Data records:

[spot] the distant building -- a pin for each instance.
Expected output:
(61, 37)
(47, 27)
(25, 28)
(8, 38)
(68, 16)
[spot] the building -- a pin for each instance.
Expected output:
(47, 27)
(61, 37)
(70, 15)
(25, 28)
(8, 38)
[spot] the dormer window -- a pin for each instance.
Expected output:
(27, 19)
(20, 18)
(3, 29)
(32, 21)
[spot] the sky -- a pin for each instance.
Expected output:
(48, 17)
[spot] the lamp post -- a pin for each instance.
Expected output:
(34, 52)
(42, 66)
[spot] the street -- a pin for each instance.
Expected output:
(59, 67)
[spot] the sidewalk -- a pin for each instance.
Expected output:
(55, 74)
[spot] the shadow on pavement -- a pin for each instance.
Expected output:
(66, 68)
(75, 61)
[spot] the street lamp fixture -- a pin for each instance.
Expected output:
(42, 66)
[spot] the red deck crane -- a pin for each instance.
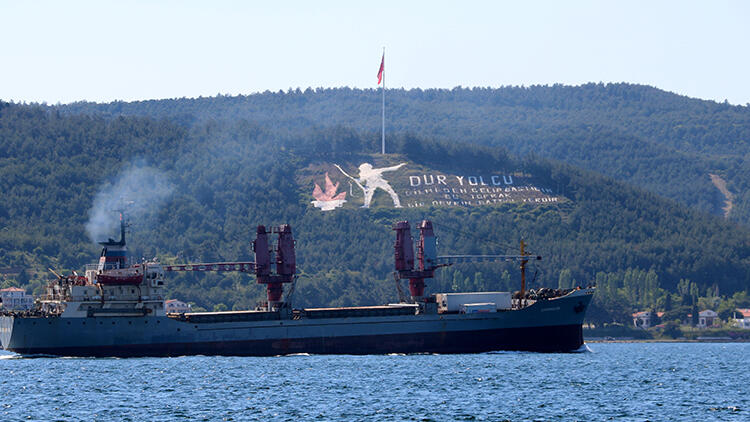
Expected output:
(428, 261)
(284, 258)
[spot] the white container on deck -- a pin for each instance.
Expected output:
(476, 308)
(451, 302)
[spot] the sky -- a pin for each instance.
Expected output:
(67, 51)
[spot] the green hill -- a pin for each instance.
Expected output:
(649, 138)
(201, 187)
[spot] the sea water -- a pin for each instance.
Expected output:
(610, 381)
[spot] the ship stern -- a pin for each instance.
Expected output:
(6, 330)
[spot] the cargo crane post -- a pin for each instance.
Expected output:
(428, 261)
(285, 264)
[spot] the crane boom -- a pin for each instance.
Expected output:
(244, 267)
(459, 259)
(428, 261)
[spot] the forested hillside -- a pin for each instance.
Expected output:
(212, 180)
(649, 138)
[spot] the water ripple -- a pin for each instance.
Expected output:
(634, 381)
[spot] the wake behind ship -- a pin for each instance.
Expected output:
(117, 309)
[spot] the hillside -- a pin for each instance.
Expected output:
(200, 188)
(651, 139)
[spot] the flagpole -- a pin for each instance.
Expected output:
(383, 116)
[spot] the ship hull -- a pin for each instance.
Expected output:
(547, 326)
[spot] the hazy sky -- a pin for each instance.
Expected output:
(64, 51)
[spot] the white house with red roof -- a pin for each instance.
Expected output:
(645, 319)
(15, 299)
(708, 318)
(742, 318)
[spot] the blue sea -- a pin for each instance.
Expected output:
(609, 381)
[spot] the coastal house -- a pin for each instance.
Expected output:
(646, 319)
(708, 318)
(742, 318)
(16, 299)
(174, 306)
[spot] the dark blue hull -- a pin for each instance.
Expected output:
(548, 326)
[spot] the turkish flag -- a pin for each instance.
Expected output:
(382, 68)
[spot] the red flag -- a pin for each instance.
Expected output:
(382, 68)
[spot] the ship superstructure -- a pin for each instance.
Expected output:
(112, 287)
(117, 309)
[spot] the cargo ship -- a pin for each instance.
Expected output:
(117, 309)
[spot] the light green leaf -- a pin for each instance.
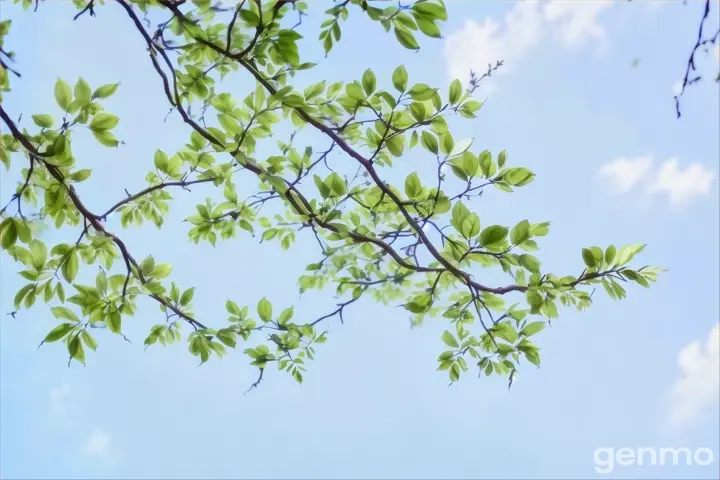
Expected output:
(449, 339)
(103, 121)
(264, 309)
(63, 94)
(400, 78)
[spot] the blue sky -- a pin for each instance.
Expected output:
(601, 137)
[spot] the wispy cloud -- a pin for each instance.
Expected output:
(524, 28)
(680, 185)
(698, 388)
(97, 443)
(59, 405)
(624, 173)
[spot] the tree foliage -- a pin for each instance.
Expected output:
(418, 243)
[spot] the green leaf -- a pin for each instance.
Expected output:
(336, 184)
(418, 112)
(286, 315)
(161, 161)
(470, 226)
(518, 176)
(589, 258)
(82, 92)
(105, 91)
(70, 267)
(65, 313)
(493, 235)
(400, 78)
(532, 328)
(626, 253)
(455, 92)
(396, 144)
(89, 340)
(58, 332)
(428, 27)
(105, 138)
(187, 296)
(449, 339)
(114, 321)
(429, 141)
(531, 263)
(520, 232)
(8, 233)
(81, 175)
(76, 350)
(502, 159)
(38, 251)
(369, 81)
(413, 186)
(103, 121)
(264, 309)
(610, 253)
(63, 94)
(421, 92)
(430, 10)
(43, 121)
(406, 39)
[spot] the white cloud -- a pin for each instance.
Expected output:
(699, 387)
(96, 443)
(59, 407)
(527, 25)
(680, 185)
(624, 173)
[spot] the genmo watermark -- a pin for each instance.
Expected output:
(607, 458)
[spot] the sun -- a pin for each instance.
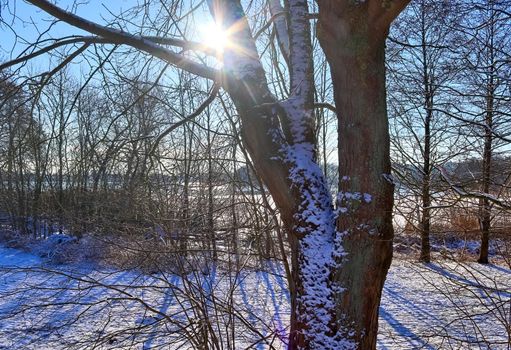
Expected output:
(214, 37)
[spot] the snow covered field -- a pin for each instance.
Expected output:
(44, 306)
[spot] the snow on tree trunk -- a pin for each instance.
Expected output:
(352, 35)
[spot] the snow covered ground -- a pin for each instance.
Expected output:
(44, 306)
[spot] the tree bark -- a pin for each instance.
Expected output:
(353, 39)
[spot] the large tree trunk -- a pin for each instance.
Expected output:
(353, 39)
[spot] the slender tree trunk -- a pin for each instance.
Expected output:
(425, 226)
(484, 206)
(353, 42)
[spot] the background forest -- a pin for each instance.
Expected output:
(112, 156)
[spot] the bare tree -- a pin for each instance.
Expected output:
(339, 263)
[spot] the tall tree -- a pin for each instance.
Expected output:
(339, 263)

Problem statement: With the pictures omitted, reproduce the records in full and exactly.

Complete answer:
[spot] the distant building -- a pin for each instance.
Expected output:
(61, 37)
(47, 27)
(25, 28)
(8, 38)
(68, 16)
[spot] the building -- a pin for each instance.
Expected output:
(47, 27)
(61, 37)
(70, 15)
(25, 28)
(8, 38)
[spot] the dormer window -- a pin for each instance.
Expected output:
(27, 19)
(20, 18)
(3, 29)
(32, 21)
[spot] the sky -- a pin for each instance.
Expected output:
(48, 17)
[spot] the lamp post -- a pin for each instance.
Expected output:
(34, 52)
(42, 66)
[spot] the street -- a pin for each instance.
Expected output:
(59, 67)
[spot] the sidewalk -- a pin for each instance.
Expected output:
(55, 74)
[spot] the shadow on pavement -- a pin for each instance.
Expected output:
(66, 68)
(75, 61)
[spot] the street lamp fixture -- a pin for each instance.
Expected output:
(42, 66)
[spot] the red deck crane -- a pin for each instance.
Expected output:
(428, 261)
(284, 258)
[spot] the white container on deck -- a pin for each instance.
Expected output:
(476, 308)
(451, 302)
[spot] the sky -- a pin for each instance.
Expected output:
(67, 51)
[spot] the green hill -- a pin for each instance.
Expected output:
(649, 138)
(201, 187)
[spot] the sea water -- a pin for each instance.
Expected output:
(610, 381)
[spot] the ship stern -- a pin for each instance.
Expected output:
(6, 330)
[spot] the cargo crane post -- a pin for each instance.
Expected output:
(428, 261)
(285, 264)
[spot] the crane boom -- a pin for each instance.
Expected output:
(244, 267)
(459, 259)
(428, 261)
[spot] the forested hillside -- a pin for each instance.
Expected output:
(212, 180)
(649, 138)
[spot] the water ripple -- a pin for each instance.
Expected output:
(634, 381)
[spot] the wake behind ship -- a pin for each instance.
Expected output:
(117, 309)
[spot] the hillside -- a pin for each instance.
Expected output:
(200, 188)
(651, 139)
[spot] the flagpole -- a pin for each instance.
Expected output:
(383, 116)
[spot] the ship hull -- a pin for each instance.
Expected output:
(547, 326)
[spot] the hazy sky -- a pin for each instance.
Expected output:
(64, 51)
[spot] the white house with red roof -- a pin for each instance.
Expected output:
(645, 319)
(15, 299)
(708, 318)
(742, 318)
[spot] the blue sea -- a pin for each instance.
Expected output:
(609, 381)
[spot] the coastal house -- a pin for each instance.
Expected output:
(646, 319)
(708, 318)
(742, 318)
(16, 299)
(174, 306)
[spot] the dark blue hull -- a pin for each instance.
Expected output:
(548, 326)
[spot] the turkish flag -- a pin for each instance.
Expected output:
(382, 68)
[spot] the red flag -- a pin for each instance.
Expected output:
(382, 68)
[spot] the ship superstructure -- a pin for each instance.
Expected output:
(112, 287)
(117, 309)
[spot] the cargo ship -- a pin for each instance.
Expected output:
(117, 309)
[spot] the light green leaf -- a pin for each instance.
Expected output:
(449, 339)
(103, 121)
(264, 309)
(63, 94)
(400, 78)
[spot] the blue sky -- a pin for each instance.
Expected output:
(601, 137)
[spot] the wispy cloud -- a pin for each instance.
Expected output:
(524, 28)
(680, 185)
(698, 388)
(97, 443)
(59, 405)
(624, 173)
[spot] the tree foliage -- a pin for each instance.
Expected output:
(418, 243)
[spot] the green leaf -- a pin for each instance.
Expected output:
(336, 184)
(418, 112)
(286, 315)
(161, 161)
(470, 226)
(518, 176)
(589, 258)
(82, 92)
(105, 91)
(70, 267)
(65, 313)
(493, 235)
(400, 78)
(532, 328)
(626, 253)
(455, 92)
(396, 144)
(89, 340)
(58, 332)
(428, 27)
(105, 138)
(187, 296)
(449, 339)
(114, 321)
(429, 141)
(531, 263)
(520, 232)
(8, 233)
(81, 175)
(76, 350)
(502, 159)
(38, 251)
(369, 81)
(413, 186)
(103, 121)
(264, 309)
(610, 253)
(63, 94)
(421, 92)
(430, 10)
(43, 121)
(406, 39)
[spot] the white cloud -- a pin for each instance.
Expected output:
(699, 387)
(96, 443)
(59, 407)
(527, 25)
(680, 185)
(624, 173)
[spot] the genmo watermark -- a pin for each instance.
Expected output:
(607, 458)
[spot] the sun -- a pin for each instance.
Expected output:
(214, 37)
[spot] the snow covered field -- a pin for each instance.
Expected output:
(44, 306)
[spot] the snow on tree trunk -- a pin for each instance.
Expected output:
(352, 35)
[spot] the snow covered ground -- a pin for each instance.
Expected output:
(44, 306)
[spot] the tree bark -- a pin for each instance.
Expected output:
(353, 39)
[spot] the large tree trunk -- a pin for each instance.
Expected output:
(353, 39)
[spot] the slender tree trunk -- a pin for each instance.
Expected output:
(425, 226)
(484, 206)
(353, 42)
[spot] the background forest -- a pin for each instance.
Expected output:
(112, 156)
[spot] the bare tree -- a pin for each instance.
Expected output:
(339, 263)
[spot] the tall tree -- a pin for each instance.
Expected output:
(339, 263)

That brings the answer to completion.